TASK STATEMENT: List every line of the data that contains the string "trim".

(Stored data entries)
★ ★ ★

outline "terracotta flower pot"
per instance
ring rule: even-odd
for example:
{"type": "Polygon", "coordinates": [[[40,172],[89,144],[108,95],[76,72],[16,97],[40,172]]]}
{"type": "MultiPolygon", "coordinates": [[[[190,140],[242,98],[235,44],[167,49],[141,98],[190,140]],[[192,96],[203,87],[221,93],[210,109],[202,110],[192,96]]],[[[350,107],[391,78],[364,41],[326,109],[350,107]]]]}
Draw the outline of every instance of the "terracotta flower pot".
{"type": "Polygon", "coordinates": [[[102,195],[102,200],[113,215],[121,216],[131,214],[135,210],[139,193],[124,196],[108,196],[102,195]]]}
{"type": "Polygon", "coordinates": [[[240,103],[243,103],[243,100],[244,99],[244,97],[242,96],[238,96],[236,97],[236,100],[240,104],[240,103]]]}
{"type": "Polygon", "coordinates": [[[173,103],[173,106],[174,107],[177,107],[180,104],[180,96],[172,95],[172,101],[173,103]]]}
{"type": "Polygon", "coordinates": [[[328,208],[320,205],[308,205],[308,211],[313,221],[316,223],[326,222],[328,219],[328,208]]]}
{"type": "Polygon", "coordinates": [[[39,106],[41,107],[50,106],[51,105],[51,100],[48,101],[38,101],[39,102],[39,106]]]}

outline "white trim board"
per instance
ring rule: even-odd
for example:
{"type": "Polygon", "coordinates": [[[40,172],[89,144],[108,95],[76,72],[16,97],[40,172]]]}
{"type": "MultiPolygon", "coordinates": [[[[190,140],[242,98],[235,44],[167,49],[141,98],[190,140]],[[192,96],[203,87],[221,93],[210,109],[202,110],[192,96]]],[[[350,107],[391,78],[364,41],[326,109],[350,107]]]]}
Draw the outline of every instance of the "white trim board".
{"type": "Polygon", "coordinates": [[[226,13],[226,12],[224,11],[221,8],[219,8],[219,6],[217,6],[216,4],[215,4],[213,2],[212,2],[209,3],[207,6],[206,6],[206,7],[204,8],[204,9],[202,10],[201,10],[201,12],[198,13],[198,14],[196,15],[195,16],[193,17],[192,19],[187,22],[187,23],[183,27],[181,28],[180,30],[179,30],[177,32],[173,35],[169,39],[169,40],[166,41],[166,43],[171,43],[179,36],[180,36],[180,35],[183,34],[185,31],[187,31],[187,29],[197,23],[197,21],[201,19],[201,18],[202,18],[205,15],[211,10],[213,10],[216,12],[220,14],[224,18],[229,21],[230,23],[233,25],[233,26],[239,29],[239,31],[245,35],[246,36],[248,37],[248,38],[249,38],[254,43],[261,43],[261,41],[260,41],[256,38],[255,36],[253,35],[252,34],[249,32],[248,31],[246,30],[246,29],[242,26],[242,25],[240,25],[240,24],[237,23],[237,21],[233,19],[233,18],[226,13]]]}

★ ★ ★

THE SOLUTION:
outline "white trim board"
Draw the outline of every instance of the "white trim board".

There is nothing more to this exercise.